INPUT RECORDS:
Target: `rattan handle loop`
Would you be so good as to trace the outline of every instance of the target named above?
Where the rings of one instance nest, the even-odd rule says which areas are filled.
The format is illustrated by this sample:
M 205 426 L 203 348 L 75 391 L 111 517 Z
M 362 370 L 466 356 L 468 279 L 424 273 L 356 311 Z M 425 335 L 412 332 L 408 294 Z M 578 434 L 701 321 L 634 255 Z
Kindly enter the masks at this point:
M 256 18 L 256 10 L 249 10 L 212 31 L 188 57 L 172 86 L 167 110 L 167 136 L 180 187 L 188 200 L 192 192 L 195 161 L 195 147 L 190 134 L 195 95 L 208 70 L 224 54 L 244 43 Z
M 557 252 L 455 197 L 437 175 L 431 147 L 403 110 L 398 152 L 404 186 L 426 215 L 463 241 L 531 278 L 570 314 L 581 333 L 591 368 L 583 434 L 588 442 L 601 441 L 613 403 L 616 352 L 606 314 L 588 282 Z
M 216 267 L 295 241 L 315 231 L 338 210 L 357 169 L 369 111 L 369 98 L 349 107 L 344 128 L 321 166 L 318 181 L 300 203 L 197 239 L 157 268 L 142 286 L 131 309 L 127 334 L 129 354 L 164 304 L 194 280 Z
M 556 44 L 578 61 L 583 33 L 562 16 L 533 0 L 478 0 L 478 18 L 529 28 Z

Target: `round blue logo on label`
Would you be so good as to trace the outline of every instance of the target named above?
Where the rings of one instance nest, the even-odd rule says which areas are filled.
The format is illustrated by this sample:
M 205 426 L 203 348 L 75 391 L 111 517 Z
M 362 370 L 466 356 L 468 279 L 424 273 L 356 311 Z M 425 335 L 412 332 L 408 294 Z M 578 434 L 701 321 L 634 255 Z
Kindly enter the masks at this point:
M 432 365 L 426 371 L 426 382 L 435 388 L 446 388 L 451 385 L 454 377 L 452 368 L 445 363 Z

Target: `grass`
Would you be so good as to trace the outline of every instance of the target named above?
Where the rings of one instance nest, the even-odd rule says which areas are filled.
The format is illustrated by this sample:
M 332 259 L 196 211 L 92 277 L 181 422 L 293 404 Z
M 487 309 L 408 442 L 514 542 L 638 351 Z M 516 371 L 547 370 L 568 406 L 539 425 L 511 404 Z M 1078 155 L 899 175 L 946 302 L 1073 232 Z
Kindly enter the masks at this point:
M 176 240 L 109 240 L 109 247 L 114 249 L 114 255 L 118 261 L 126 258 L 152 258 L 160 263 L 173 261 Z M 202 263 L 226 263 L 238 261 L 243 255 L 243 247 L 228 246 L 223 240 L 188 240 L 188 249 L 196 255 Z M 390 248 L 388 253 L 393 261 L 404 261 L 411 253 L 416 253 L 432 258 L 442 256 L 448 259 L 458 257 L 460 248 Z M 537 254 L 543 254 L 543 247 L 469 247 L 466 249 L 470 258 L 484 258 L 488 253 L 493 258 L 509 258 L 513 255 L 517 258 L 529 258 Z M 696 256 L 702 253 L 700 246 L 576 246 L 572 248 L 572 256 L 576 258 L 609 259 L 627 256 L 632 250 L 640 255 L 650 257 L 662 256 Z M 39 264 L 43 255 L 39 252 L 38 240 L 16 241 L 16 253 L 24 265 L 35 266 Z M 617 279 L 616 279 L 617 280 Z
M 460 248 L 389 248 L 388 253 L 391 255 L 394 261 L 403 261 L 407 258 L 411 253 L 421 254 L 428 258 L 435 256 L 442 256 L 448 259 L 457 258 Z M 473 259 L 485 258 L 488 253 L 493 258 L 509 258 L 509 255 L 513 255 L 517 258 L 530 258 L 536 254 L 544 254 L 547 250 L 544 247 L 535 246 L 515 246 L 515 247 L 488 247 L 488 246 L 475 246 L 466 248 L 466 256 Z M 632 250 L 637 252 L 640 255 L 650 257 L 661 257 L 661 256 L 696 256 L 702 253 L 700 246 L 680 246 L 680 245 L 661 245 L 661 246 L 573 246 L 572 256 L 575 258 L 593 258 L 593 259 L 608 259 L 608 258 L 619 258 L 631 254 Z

TASK TO COMPLETE: Return all of the records above verbatim, without changing a single character.

FULL SOLUTION:
Target: `rattan handle loop`
Would you be so good as to trace the outline of every instance of the target named above?
Where the rings of one instance nest, the even-odd rule says which areas are filled.
The format is illustrated by this sample:
M 205 426 L 203 348 L 75 391 L 111 517 Z
M 362 370 L 466 356 L 468 279 L 424 273 L 356 311 Z M 425 335 L 412 332 L 408 294 Z M 578 434 L 701 321 L 634 255 Z
Kindly enter the masks at this point:
M 256 18 L 256 10 L 249 10 L 212 31 L 188 57 L 172 86 L 167 110 L 167 136 L 180 187 L 188 200 L 192 192 L 195 161 L 195 147 L 190 134 L 195 95 L 208 70 L 224 54 L 244 43 Z
M 557 252 L 455 197 L 437 175 L 431 147 L 403 110 L 398 152 L 404 186 L 426 215 L 463 241 L 531 278 L 570 314 L 581 333 L 591 368 L 583 434 L 588 442 L 601 441 L 613 403 L 616 352 L 606 314 L 588 282 Z
M 216 267 L 295 241 L 315 231 L 338 210 L 357 169 L 369 111 L 369 98 L 349 107 L 344 128 L 321 166 L 318 181 L 300 203 L 197 239 L 157 268 L 142 286 L 131 309 L 127 334 L 129 354 L 164 304 L 194 280 Z
M 556 44 L 578 61 L 583 33 L 562 16 L 533 0 L 478 0 L 478 18 L 529 28 Z

Target: `round blue logo on label`
Would you be so good as to trace the outline of every instance of the target named above?
Where the rings of one instance nest, the even-odd rule says which areas are filled.
The format is illustrated by this sample:
M 205 426 L 203 348 L 75 391 L 111 517 Z
M 362 370 L 466 356 L 468 279 L 424 273 L 356 311 Z M 425 335 L 412 332 L 408 294 Z M 578 434 L 701 321 L 634 255 Z
Kindly enter the masks at this point:
M 432 365 L 426 371 L 426 382 L 435 388 L 446 388 L 451 385 L 454 377 L 452 368 L 445 363 Z

Target: `grass`
Would you be so good as to trace the outline of every instance of the target named above?
Where the rings of one instance nest, the even-odd rule says which areas are filled.
The format is illustrated by this sample:
M 332 259 L 196 211 L 92 277 L 181 422 L 293 404 Z
M 487 309 L 408 442 L 514 542 L 638 351 Z M 516 371 L 547 370 L 568 406 L 539 425 L 511 404 Z M 1078 155 L 899 175 L 946 302 L 1073 232 Z
Kindly enter the masks at this point:
M 176 240 L 109 240 L 109 247 L 114 249 L 114 255 L 118 261 L 126 258 L 152 258 L 160 263 L 173 261 Z M 202 263 L 226 263 L 238 261 L 243 255 L 243 247 L 228 246 L 223 240 L 188 240 L 188 249 L 196 255 Z M 390 248 L 388 253 L 393 261 L 404 261 L 411 253 L 416 253 L 432 258 L 442 256 L 448 259 L 458 257 L 460 248 Z M 537 254 L 543 254 L 543 247 L 469 247 L 466 249 L 470 258 L 484 258 L 488 253 L 493 258 L 509 258 L 513 255 L 517 258 L 529 258 Z M 696 256 L 702 253 L 700 246 L 576 246 L 572 248 L 572 256 L 576 258 L 609 259 L 627 256 L 632 250 L 640 255 L 650 257 L 662 256 Z M 39 264 L 43 255 L 39 252 L 38 240 L 16 241 L 16 253 L 24 265 L 35 266 Z M 617 279 L 616 279 L 617 280 Z
M 460 248 L 389 248 L 388 253 L 391 255 L 394 261 L 403 261 L 407 258 L 411 253 L 421 254 L 428 258 L 435 256 L 442 256 L 448 259 L 457 258 Z M 473 259 L 485 258 L 488 253 L 493 258 L 509 258 L 509 255 L 513 255 L 517 258 L 530 258 L 536 254 L 544 254 L 547 250 L 544 247 L 535 246 L 515 246 L 515 247 L 488 247 L 488 246 L 475 246 L 466 248 L 466 256 Z M 632 250 L 637 252 L 640 255 L 650 257 L 661 257 L 661 256 L 696 256 L 702 253 L 700 246 L 680 246 L 680 245 L 661 245 L 661 246 L 573 246 L 572 256 L 575 258 L 593 258 L 593 259 L 608 259 L 608 258 L 619 258 L 631 254 Z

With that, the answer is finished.